**Text excerpt:**
Newport , Rhode Island
27th-30th July
After a great run with the screecher from Block Island, duelling with Remi De along the way, we arrived into the very busy bay of Newport, Rhode Island. Newport is the legendary and former home of the “Auld Mug”, the “Americas Cup”. And fittingly, as we sailed up the bay sporting our Boxing Kangaroo flag, we were welcomed by the magnificent sight of a squadron of elegant retired old ladies, several 12 metre racing yachts, criss-crossing our path as we headed toward our anchorage in Brenton Cove. Turning into the bay, the scene ahead of us was dominated by a field of mooring balls, as is the way in many of the more popular east coast ports. Still, we managed to find a spot big enough that worked just fine.
Along the way to the anchorage we once again gazed, somewhat gob smacked, at the size and number of massive summer homes. Some of these places occupy land that would cover a small golf course, and there are simply dozens of them around these parts. Clearly, Newport is a desired address for many well-to-do Americans.
Amongst our priorities on arrival was getting our 15 hp outboard back into action, it had died in Block Island, cause unknown, and being without the family car makes our life somewhat tough. Luckily, there was a local outfit prepared to come and collect the motor, fix it, and return it the same day, sounded pretty damn good to us. So, after Bruce from Remi De towed us in to the nearest dock, we handed over the Mercury 15 to the local experts (???) and off we trekked to explore downtown Newport. The visitors centre seemed like a a good place to start so, along with friends from Wings, Deb and Terry, we decided to take a tour of one of the many mansions. Hopping onto one of the local sightseeing trolley buses and armed with cameras and maps, we headed off to the the house that was previously the home to the fabulously wealthy Vanderbilt family.
We have been very impressed by the wealth and the vastness of properties all along the east coast but none such as those in Newport, and the Vanderbilt’s “The Breakers”, perched on the cliffs overlooking the sea was an outstanding example. Open to the public for a modest fee, as are many such mansions, the tour inside and around the grounds was somewhat surreal…it is so BIG and LAVISH, but don’t just take our word for it, Google it and see for yourself. Unfortunately no photographs were allowed inside. Cornelius Vanderbilt, like many of his neighbors, had far too much money, and, aided by European experts, created what we considered was a way-over-the-top “summer cottage”. The detail, craftsmanship and quality are unsurpassed, and I guess it was chic in it’s day. But really…do you need 70 rooms, 40 odd servants and running salt and fresh hot water? Still, it was impressive, and well worth a visit.

**Data section:**
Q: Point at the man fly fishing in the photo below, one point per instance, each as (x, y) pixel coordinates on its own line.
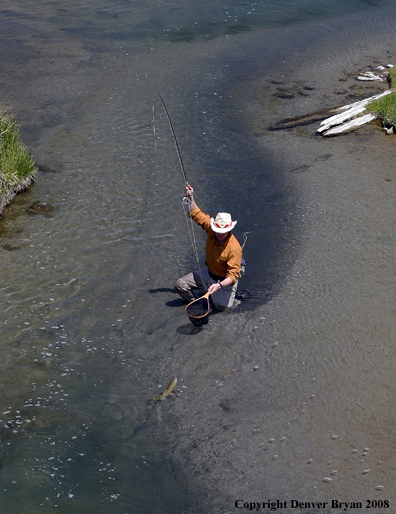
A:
(223, 260)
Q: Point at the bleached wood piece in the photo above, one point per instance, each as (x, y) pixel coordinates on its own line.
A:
(349, 111)
(350, 124)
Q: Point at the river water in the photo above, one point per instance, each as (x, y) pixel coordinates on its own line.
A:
(290, 396)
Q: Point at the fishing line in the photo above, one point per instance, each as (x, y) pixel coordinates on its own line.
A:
(186, 201)
(175, 140)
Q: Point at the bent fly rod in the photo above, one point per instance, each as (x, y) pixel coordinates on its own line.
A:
(175, 140)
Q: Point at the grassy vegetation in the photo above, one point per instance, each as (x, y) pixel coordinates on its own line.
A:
(16, 163)
(385, 108)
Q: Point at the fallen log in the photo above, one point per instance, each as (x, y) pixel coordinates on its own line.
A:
(348, 112)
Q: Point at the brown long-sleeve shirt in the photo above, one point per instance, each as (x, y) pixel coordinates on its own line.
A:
(222, 259)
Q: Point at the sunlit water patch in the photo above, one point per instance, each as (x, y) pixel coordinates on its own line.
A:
(91, 329)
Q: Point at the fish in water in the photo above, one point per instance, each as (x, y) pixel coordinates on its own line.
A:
(167, 391)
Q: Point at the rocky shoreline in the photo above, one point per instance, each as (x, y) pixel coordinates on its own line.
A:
(342, 119)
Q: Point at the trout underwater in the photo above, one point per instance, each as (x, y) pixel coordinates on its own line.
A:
(167, 391)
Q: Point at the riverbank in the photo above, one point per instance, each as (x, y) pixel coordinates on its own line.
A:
(294, 401)
(17, 168)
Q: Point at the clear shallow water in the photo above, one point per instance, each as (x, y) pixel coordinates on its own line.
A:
(91, 329)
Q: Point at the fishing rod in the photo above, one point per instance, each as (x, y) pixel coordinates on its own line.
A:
(175, 140)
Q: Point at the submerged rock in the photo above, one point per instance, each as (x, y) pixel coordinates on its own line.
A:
(39, 208)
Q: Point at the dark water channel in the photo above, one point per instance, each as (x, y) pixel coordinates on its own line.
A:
(291, 395)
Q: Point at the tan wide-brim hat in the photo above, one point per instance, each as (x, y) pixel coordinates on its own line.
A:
(222, 223)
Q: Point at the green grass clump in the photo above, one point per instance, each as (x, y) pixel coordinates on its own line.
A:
(392, 77)
(16, 163)
(385, 108)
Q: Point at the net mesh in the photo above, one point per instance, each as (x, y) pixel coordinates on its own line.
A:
(198, 308)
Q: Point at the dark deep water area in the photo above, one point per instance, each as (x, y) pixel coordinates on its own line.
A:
(288, 397)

**Work to be completed:**
Pick up the Newport, Rhode Island travel account after its last sentence, "Still, it was impressive, and well worth a visit."

**Output of the exercise:**
Later that afternoon, true to his word, Randy (yep, that was his name) delivered our outboard back and sure enough, it started first go…excellent. And it went brilliantly for around 200 yards, and then coughed and died, just as we approached the stern of GWTW…bugger! A quick phone call back to Randy and he agreed to come by next morning, his diagnosis – crap in the fuel system related to the ethanol in domestic USA gasoline. Solution – replace the fuel tank, the fuel lines and toss out any unused fuel. Liam did this with the exception of the tank, which he cleaned out thoroughly, and the squeeze fuel primer (a big mistake we later discovered) and, using some of Randy’s tips, Liam soon became proficient at pulling down the carby, cleaning it and putting it back together. Randy, an expert, charged us $250 for 2 1/2 hours work, whereas our GWTW in house Mr Fix-it did it first time in less than 2 hours, and at no cost, and got progressively quicker each time thereafter, maybe Liam should consider a new vocation in outboard mechanics.
Over the next few days along with Remi De and friends from another cat, Daydreamer, we did lots of walking, probably about 5 miles in total. Strolling along the well beaten cliff top pathway we enjoyed seeing a few more of the mansions and chatted with a couple of locals along the way.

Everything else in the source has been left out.